_PROBLEM REQUIREMENTS_
Locate the line that contains "the leather riding" in the entries below. Retype it and all following lines through the final one, character for character.

_INPUT DATA_
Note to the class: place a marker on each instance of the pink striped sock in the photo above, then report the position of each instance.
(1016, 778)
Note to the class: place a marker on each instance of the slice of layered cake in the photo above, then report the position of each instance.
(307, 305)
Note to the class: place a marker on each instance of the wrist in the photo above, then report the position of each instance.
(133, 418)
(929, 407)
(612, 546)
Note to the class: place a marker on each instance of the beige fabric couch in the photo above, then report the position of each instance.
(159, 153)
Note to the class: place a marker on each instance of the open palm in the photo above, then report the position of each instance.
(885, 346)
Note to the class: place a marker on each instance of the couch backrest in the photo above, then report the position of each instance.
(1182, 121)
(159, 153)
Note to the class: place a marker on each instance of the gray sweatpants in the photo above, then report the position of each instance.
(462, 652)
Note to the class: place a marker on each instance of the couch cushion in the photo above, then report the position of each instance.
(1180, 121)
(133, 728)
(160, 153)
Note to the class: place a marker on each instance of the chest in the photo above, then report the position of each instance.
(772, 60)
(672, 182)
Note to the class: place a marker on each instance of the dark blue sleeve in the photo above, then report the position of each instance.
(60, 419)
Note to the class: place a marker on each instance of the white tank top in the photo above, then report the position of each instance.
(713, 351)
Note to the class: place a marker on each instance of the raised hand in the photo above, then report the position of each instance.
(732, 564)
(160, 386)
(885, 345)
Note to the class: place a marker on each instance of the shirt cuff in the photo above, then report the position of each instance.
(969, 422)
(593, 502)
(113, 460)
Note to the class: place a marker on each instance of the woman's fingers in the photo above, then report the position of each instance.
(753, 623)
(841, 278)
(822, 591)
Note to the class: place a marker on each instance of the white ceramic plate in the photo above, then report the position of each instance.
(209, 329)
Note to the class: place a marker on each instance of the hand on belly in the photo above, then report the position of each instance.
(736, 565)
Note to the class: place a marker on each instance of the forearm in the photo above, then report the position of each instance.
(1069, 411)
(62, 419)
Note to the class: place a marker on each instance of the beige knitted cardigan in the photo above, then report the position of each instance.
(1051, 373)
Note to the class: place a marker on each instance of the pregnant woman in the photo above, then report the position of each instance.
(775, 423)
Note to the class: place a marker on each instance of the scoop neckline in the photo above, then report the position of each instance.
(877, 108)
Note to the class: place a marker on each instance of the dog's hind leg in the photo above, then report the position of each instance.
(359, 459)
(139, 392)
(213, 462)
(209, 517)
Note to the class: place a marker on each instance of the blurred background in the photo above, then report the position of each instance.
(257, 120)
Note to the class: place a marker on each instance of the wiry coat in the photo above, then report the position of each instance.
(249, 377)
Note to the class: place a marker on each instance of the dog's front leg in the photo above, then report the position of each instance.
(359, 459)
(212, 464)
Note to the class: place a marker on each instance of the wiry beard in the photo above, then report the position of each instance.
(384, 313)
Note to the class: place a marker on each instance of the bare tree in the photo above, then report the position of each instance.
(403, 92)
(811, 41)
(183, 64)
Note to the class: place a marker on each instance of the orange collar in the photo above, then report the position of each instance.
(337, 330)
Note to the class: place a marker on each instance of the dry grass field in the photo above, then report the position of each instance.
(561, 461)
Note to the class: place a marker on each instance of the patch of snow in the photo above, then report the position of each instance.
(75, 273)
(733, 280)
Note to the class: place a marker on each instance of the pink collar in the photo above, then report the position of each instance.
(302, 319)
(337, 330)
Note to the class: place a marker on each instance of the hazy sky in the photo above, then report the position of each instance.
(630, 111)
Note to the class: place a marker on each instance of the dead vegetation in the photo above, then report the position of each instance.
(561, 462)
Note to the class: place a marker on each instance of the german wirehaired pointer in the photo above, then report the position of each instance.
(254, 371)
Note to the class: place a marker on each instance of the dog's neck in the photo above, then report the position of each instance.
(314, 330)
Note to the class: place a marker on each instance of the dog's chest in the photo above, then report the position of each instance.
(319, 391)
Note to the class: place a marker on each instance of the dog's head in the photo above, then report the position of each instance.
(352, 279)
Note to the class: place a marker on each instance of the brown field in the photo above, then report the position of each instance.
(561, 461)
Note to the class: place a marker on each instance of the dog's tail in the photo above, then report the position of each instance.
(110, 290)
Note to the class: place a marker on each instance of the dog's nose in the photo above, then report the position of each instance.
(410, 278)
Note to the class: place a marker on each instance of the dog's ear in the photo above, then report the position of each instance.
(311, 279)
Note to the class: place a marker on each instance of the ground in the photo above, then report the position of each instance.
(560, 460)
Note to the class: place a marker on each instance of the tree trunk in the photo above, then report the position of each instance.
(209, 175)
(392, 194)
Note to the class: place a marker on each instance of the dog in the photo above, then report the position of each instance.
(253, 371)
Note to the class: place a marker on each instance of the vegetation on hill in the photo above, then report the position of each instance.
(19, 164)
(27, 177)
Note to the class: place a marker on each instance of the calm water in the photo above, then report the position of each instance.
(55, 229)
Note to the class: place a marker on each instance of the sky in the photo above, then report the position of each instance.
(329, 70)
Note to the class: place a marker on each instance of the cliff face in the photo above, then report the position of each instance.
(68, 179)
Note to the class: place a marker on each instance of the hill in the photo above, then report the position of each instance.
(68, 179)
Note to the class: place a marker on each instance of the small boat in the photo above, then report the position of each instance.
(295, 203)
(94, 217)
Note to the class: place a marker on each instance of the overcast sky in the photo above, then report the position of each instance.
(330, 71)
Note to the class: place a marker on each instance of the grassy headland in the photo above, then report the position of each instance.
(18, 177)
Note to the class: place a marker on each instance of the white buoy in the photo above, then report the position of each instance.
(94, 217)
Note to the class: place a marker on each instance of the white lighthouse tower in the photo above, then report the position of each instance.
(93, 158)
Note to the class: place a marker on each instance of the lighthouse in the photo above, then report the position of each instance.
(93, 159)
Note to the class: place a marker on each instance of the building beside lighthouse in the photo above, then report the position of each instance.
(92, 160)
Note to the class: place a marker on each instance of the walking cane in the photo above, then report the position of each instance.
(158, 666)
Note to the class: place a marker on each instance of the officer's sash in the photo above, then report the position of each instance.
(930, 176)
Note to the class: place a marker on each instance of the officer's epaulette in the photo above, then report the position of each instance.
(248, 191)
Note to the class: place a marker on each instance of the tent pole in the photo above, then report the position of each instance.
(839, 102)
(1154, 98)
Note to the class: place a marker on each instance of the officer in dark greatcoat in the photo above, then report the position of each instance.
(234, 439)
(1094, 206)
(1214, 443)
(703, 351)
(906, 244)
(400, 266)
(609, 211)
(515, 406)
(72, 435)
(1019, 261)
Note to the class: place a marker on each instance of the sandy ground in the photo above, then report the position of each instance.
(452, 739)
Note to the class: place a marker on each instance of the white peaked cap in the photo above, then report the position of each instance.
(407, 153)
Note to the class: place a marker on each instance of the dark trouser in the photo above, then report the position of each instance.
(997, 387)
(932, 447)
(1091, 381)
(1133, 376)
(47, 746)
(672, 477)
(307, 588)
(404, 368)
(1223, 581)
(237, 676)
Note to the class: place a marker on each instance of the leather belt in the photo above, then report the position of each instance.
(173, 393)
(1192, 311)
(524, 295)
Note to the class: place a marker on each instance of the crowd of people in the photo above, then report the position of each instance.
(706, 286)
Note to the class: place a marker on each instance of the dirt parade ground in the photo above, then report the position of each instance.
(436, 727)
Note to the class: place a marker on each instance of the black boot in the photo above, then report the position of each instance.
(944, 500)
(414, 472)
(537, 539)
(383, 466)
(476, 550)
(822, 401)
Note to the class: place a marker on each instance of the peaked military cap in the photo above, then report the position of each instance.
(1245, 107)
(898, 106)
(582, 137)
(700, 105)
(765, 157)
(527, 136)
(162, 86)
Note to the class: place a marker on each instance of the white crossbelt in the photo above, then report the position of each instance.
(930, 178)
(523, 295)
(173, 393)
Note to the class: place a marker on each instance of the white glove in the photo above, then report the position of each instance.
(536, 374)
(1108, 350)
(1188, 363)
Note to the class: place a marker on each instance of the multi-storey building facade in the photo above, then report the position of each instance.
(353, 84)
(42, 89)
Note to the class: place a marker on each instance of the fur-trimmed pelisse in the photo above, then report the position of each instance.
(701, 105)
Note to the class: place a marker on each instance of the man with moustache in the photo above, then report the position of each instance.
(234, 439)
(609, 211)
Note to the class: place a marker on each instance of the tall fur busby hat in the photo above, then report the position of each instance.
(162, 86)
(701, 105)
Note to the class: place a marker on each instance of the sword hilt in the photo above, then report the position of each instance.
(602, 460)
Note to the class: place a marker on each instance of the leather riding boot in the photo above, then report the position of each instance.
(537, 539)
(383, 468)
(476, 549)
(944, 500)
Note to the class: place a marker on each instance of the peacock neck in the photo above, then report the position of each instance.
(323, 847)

_TASK SOLUTION_
Note to the class: place a marker on each instance of the leather riding boot in the photo above, then report the position of each instance.
(537, 539)
(383, 468)
(476, 549)
(944, 500)
Note to the class: place a marker on each instance of the peacock neck in the photo above, then report the position of each instance.
(323, 847)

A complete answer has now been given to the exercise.